**Saved data entries**
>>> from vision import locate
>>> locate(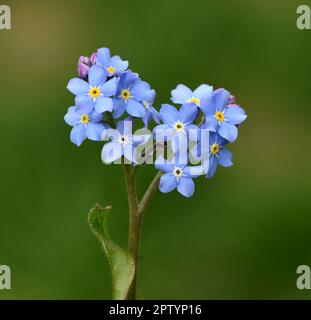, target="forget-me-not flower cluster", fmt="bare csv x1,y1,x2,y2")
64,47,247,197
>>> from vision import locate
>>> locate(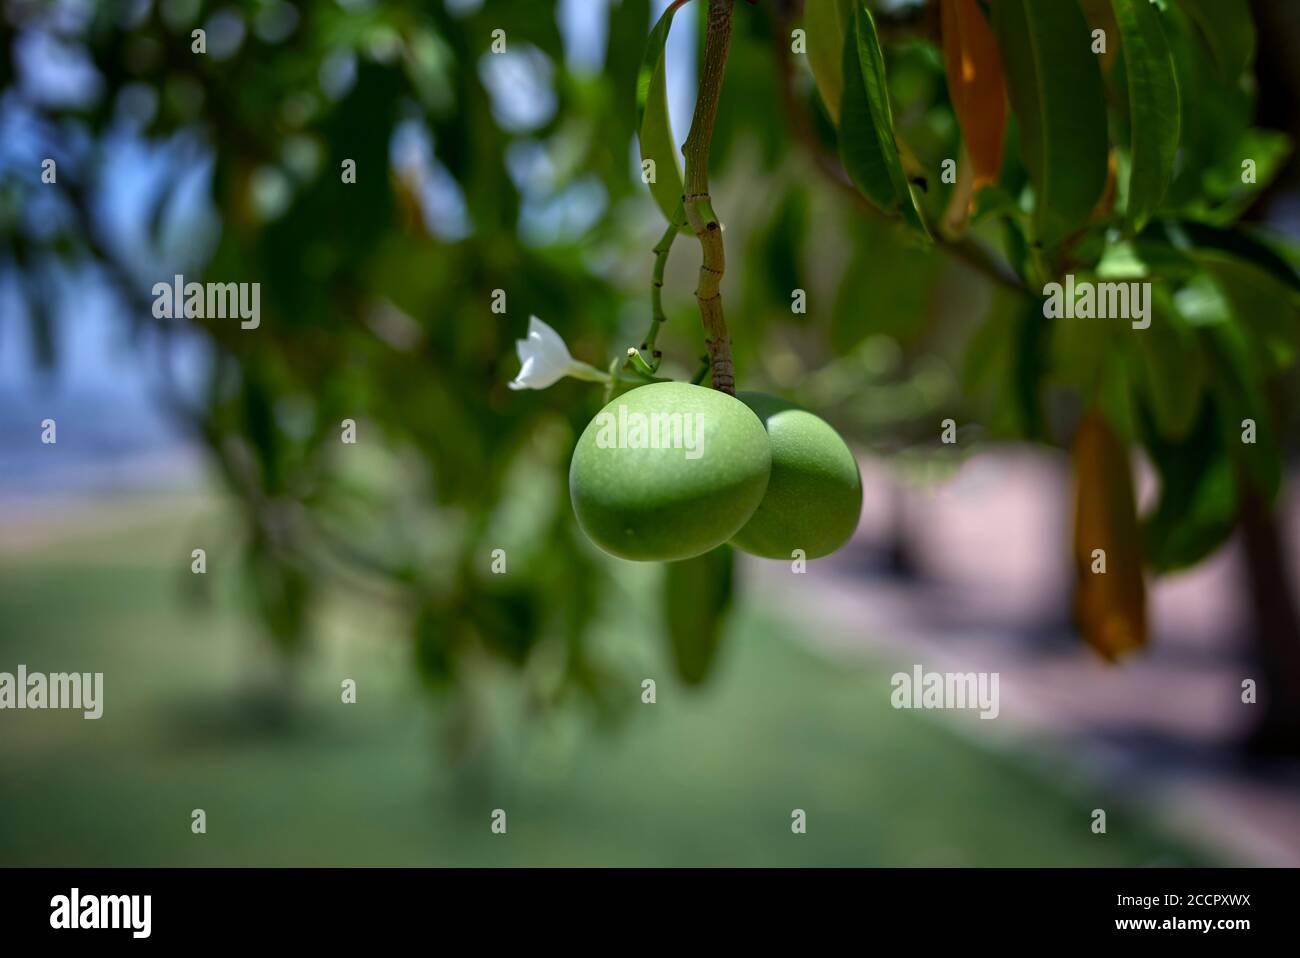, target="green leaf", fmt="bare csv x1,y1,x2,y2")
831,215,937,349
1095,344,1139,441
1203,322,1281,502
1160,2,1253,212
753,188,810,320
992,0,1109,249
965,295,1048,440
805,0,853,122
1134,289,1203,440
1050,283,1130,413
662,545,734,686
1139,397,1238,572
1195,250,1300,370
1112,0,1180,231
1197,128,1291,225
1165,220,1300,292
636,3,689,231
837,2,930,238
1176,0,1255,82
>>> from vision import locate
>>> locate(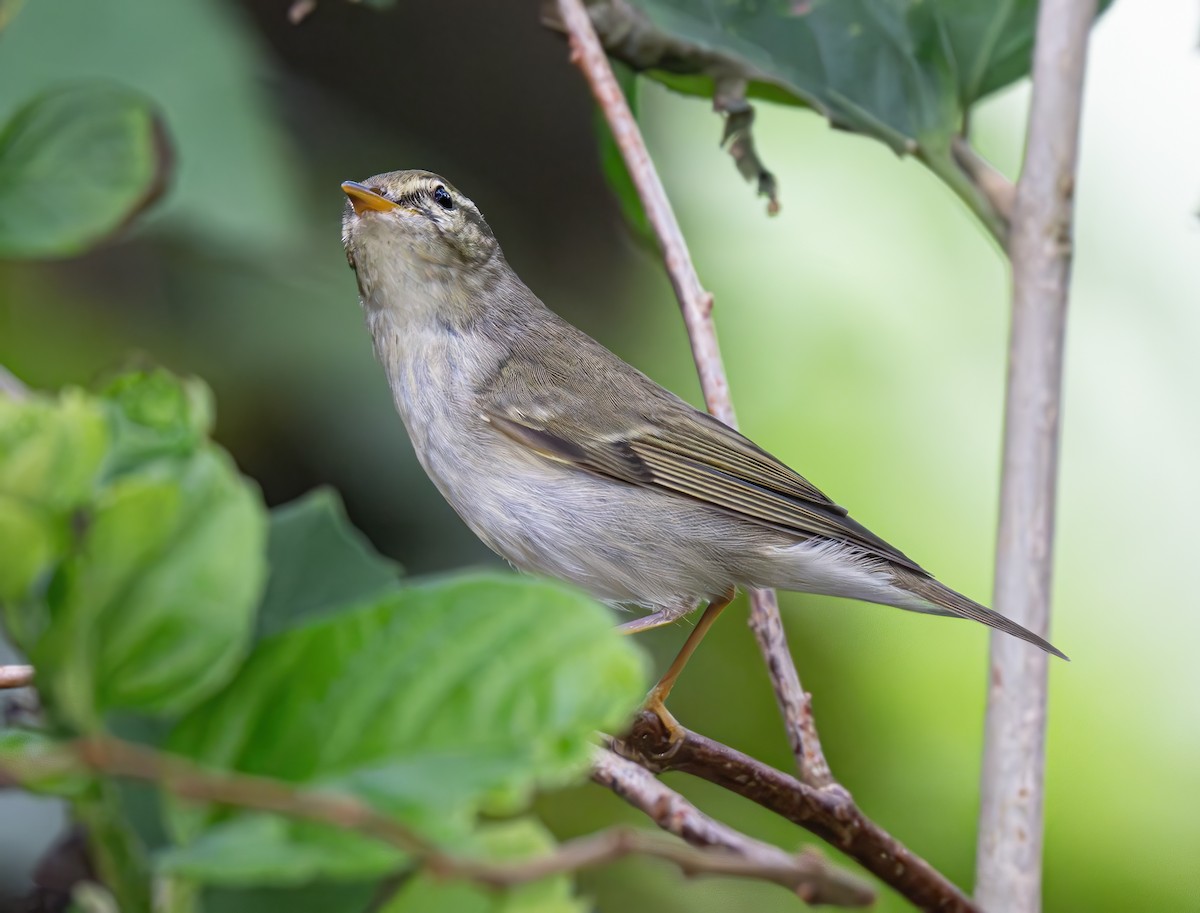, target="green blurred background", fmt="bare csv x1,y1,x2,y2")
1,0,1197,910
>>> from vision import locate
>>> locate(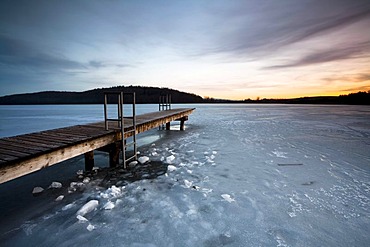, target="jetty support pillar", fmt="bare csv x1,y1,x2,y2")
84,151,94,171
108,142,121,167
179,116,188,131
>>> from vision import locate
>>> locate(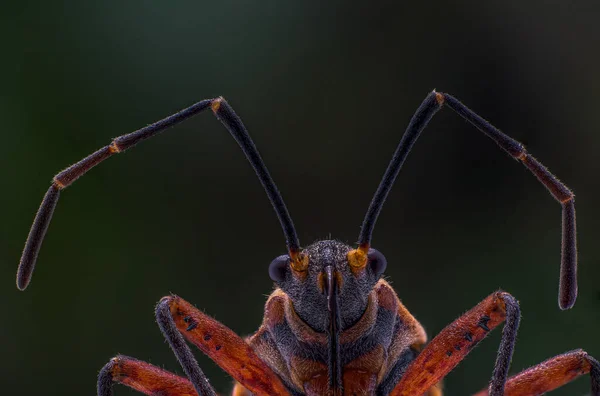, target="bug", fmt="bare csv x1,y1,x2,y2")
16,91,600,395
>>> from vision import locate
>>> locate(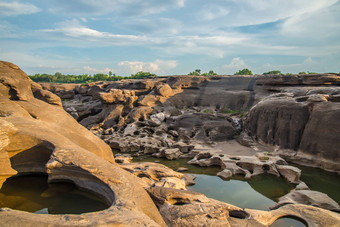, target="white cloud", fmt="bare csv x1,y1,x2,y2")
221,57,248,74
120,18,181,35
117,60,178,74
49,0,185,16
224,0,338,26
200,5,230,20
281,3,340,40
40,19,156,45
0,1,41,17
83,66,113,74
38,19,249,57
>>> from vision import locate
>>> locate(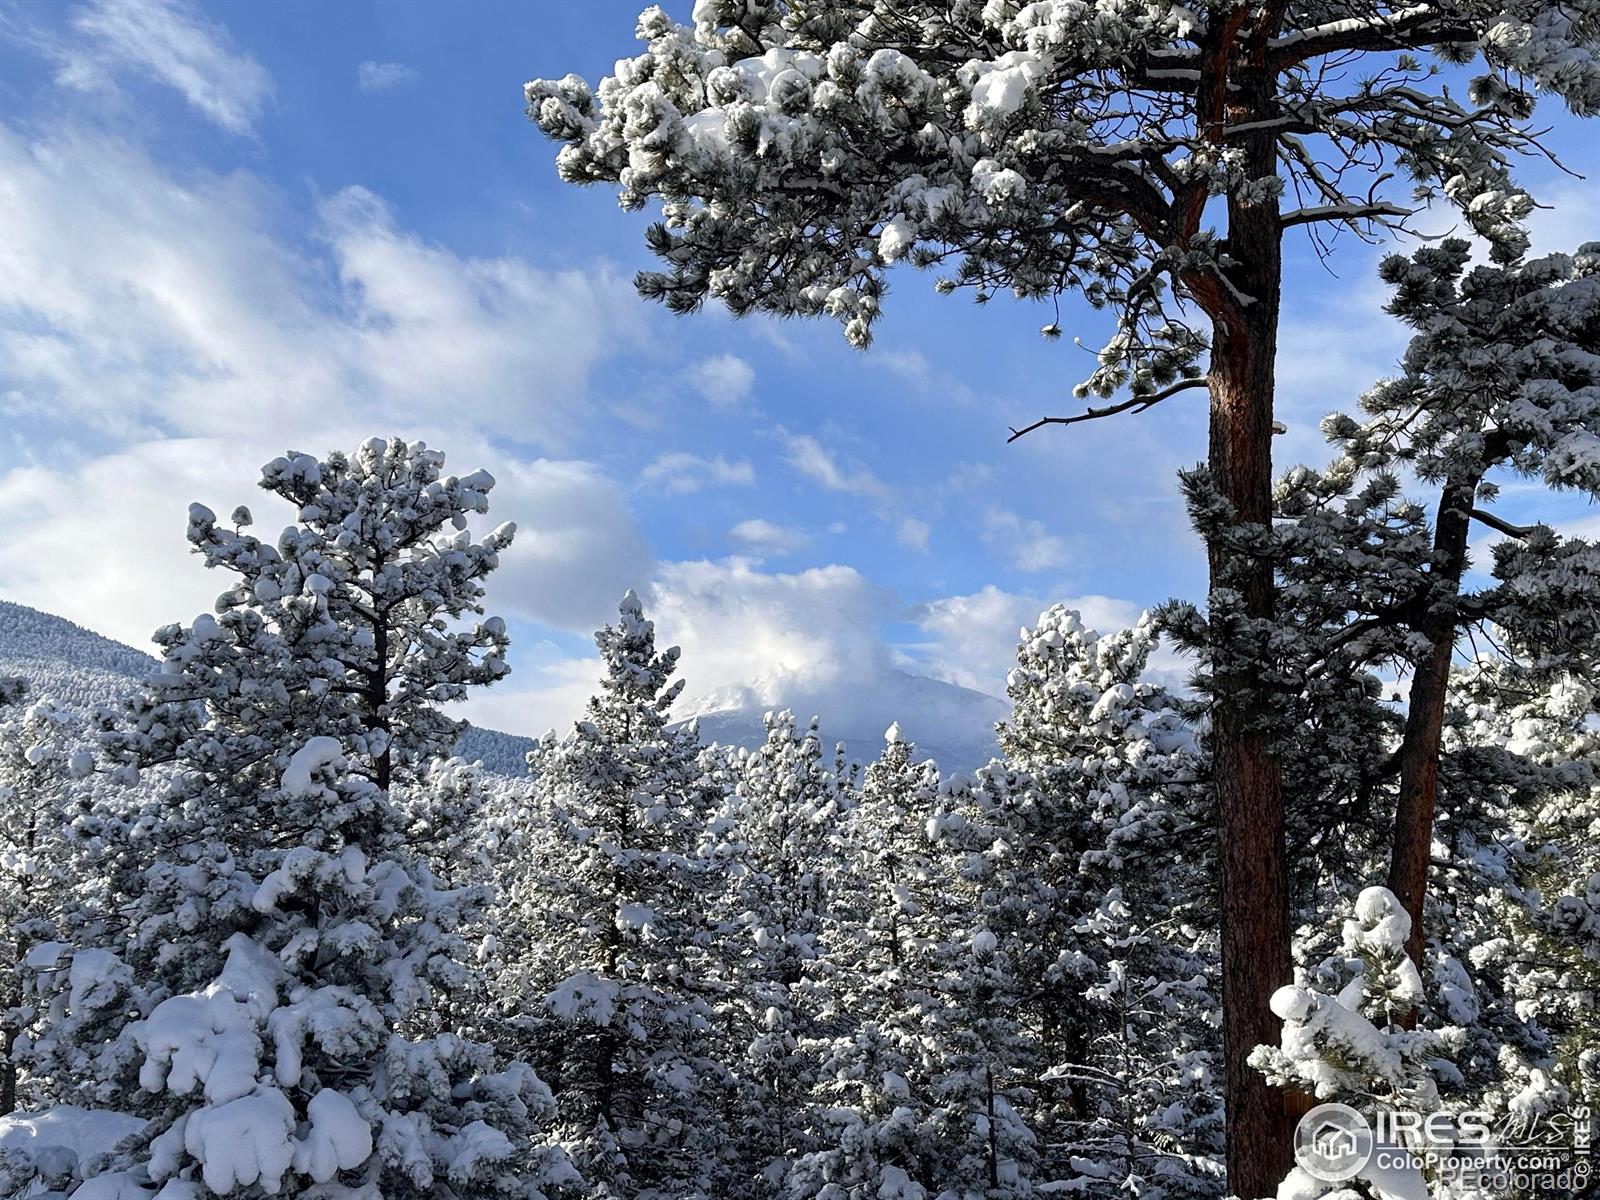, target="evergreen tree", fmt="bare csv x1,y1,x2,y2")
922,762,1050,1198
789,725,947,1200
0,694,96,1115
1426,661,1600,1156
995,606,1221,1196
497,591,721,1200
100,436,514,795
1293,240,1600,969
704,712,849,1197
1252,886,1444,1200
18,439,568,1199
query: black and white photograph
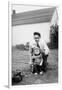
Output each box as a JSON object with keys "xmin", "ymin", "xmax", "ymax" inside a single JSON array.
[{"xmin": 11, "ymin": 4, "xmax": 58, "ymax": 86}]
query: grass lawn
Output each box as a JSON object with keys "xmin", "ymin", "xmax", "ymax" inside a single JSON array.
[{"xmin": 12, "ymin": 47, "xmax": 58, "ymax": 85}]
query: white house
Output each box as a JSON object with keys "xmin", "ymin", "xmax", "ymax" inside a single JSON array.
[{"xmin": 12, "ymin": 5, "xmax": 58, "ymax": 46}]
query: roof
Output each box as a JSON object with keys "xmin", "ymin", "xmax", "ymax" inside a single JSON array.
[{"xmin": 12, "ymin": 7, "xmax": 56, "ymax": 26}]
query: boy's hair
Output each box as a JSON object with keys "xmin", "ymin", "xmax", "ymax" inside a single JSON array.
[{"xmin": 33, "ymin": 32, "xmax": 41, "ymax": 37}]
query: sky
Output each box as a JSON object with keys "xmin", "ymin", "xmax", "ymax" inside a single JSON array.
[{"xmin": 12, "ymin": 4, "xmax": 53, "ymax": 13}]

**Problem details**
Could you filter the entries above for lines holding the string "query" and copy them?

**Completed exercise**
query: black and white photograph
query: grass lawn
query: white house
query: roof
query: boy's hair
query: sky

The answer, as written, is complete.